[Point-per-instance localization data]
------
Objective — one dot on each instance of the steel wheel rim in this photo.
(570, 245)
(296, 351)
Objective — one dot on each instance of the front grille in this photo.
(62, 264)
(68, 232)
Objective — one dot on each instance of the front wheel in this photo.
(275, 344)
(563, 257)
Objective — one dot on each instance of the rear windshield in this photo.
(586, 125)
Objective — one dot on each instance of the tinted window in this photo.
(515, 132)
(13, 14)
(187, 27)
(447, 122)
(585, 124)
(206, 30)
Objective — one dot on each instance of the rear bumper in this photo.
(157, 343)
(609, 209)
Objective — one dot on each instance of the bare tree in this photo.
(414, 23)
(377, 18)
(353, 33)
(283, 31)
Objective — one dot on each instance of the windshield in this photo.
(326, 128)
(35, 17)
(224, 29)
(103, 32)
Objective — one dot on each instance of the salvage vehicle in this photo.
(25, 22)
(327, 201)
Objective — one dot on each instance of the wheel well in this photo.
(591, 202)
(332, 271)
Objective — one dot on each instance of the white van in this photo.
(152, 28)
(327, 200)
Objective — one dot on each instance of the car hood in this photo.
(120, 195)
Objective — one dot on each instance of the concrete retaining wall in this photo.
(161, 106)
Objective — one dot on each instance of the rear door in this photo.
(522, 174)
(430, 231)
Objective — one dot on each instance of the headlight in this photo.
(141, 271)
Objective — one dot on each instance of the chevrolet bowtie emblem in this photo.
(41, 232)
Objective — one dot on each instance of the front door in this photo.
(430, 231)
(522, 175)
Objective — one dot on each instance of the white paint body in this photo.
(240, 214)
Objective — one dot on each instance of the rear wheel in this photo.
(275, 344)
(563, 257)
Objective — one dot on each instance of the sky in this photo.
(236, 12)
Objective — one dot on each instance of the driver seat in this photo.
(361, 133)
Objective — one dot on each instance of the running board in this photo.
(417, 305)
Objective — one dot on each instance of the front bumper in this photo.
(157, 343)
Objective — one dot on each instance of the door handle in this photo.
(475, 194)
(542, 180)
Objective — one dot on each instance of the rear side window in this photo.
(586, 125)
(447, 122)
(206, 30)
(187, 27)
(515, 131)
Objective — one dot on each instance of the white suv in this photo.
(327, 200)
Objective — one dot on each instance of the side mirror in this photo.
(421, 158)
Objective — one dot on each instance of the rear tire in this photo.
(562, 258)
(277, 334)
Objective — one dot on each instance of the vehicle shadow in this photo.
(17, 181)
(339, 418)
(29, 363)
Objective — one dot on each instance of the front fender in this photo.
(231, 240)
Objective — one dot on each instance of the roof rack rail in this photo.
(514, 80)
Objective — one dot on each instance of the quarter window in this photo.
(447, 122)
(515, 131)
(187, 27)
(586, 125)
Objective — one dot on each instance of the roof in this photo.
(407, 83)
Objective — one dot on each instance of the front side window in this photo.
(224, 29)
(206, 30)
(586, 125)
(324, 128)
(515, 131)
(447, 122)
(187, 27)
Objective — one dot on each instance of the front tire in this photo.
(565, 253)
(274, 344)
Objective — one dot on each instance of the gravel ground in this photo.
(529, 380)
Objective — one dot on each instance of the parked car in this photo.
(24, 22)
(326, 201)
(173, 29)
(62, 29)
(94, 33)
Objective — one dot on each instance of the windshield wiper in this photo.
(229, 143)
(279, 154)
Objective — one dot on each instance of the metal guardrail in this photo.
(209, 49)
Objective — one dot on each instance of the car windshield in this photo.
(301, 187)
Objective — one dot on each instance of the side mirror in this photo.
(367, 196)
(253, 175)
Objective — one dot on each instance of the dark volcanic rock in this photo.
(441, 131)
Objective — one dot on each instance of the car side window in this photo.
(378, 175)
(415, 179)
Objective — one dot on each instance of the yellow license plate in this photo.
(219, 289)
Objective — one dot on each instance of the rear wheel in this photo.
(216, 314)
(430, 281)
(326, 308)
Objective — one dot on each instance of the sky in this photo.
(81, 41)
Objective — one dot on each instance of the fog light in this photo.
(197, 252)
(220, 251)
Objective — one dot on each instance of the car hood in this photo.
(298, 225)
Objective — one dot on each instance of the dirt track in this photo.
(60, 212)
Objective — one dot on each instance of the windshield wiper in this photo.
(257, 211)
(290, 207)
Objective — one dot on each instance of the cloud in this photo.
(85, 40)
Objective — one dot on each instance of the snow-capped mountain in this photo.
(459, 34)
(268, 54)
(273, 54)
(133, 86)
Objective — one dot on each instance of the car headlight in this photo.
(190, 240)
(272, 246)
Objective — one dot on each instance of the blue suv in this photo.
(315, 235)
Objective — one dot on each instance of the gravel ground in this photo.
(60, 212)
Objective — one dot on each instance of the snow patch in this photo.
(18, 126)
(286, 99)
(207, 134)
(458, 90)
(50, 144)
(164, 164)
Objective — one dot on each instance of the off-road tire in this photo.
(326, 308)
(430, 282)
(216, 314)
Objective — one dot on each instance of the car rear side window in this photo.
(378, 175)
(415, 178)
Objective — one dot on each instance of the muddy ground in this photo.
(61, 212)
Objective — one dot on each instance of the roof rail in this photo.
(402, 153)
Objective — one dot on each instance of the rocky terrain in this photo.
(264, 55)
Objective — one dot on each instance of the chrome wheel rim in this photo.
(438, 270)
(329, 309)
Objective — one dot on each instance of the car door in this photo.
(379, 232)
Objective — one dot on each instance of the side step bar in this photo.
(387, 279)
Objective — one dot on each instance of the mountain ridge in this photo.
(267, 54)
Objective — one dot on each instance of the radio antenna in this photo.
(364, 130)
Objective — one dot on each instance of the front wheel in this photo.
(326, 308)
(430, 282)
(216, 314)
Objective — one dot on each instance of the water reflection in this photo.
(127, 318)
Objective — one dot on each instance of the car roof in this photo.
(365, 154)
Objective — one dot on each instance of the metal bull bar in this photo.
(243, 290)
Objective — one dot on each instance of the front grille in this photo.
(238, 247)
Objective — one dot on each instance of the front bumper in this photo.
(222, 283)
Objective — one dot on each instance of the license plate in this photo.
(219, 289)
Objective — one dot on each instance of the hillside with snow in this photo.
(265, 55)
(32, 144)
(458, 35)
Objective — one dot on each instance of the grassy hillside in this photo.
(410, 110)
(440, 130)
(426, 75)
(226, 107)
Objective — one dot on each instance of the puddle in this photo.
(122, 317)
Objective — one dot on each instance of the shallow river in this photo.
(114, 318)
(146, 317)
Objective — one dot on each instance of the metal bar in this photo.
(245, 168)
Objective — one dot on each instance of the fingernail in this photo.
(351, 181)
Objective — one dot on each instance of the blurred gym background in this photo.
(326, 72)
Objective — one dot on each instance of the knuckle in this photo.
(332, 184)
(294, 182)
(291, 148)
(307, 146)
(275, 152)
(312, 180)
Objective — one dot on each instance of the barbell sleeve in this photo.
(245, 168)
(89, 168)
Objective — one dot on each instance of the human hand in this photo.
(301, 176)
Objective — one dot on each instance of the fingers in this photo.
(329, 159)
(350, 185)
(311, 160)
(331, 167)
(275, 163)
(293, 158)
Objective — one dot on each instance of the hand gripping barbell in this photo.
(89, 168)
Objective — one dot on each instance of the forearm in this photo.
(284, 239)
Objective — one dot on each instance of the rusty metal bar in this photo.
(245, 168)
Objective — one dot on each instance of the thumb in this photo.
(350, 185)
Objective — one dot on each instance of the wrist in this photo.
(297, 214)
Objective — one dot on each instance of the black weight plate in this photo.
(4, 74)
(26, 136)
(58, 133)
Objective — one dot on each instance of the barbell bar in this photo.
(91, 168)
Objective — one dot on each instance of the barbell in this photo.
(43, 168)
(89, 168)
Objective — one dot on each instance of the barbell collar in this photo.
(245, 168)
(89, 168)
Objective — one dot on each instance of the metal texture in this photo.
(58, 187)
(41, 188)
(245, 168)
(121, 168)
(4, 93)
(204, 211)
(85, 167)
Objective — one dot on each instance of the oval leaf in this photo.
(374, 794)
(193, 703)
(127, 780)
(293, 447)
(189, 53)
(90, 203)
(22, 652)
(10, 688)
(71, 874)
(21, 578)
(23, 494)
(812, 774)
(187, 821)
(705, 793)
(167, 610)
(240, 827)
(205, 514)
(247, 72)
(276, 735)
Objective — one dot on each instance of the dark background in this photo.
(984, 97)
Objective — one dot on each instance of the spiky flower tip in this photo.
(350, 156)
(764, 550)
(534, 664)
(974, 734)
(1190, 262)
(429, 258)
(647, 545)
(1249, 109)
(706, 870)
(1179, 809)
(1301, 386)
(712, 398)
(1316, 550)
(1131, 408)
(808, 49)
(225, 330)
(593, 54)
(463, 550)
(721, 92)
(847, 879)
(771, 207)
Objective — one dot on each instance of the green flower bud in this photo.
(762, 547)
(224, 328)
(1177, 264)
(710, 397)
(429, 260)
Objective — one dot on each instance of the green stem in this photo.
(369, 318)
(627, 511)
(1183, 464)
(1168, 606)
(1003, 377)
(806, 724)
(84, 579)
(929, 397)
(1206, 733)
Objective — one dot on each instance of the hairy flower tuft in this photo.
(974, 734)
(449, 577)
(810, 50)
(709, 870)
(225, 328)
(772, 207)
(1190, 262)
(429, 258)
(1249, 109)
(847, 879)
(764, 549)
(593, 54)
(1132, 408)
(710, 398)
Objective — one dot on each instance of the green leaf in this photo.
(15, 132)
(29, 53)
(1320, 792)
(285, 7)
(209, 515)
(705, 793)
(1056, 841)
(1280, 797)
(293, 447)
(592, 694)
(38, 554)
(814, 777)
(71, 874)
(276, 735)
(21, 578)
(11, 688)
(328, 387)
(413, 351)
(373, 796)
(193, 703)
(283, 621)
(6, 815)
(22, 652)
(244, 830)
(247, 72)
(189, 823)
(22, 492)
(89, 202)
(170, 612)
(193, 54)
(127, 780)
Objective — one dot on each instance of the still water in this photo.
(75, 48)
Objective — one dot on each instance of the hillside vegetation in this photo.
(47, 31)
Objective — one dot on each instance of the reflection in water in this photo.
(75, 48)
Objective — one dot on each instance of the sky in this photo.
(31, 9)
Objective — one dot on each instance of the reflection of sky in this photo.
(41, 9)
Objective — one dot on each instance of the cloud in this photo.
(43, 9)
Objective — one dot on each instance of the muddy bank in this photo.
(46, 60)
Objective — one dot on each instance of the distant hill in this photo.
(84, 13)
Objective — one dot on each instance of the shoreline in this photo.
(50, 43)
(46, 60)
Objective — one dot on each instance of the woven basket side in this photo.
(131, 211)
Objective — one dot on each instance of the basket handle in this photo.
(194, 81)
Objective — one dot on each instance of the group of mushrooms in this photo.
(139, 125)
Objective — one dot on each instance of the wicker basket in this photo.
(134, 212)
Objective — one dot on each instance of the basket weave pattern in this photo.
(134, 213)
------
Exactly as they stand in the records above, print the lines from the one containing "Objective — one dot on each instance of the green leaf" through the final line, inclusive.

→ Completed exercise:
Objective — one dot on each instance of the green leaf in this photo.
(15, 132)
(29, 53)
(1320, 792)
(285, 7)
(209, 515)
(705, 793)
(1056, 841)
(1280, 797)
(293, 447)
(592, 694)
(38, 554)
(814, 777)
(71, 874)
(276, 735)
(21, 578)
(11, 688)
(328, 387)
(413, 351)
(373, 796)
(193, 703)
(283, 621)
(6, 815)
(22, 652)
(244, 830)
(247, 72)
(189, 823)
(22, 492)
(89, 202)
(170, 612)
(193, 54)
(127, 780)
Objective — one dot on each instance of the still water in this photo.
(75, 48)
Objective — one dot on each instance of the hillside vegetation in this photo.
(47, 31)
Objective — one dot on each instance of the reflection in water in this photo.
(75, 48)
Objective — one dot on each instance of the sky in this photo.
(31, 9)
Objective — one dot on each instance of the reflection of sky in this photo.
(41, 9)
Objective — one dot on each instance of the cloud in this photo.
(43, 9)
Objective — one dot on each instance of the muddy bank in this photo.
(46, 60)
Objective — one dot on each instance of the distant hill in this photo.
(84, 13)
Objective — one dot on each instance of the shoreline in this photo.
(50, 43)
(46, 60)
Objective — one dot on each instance of the woven basket side in this photo.
(131, 211)
Objective — one dot on each instance of the basket handle in this photo.
(194, 81)
Objective — one dot on each instance of the group of mushrooms in this photo.
(139, 125)
Objective — one dot on each instance of the wicker basket in this photo.
(134, 212)
Objective — one dot on each instance of the basket weave pattern in this photo.
(134, 213)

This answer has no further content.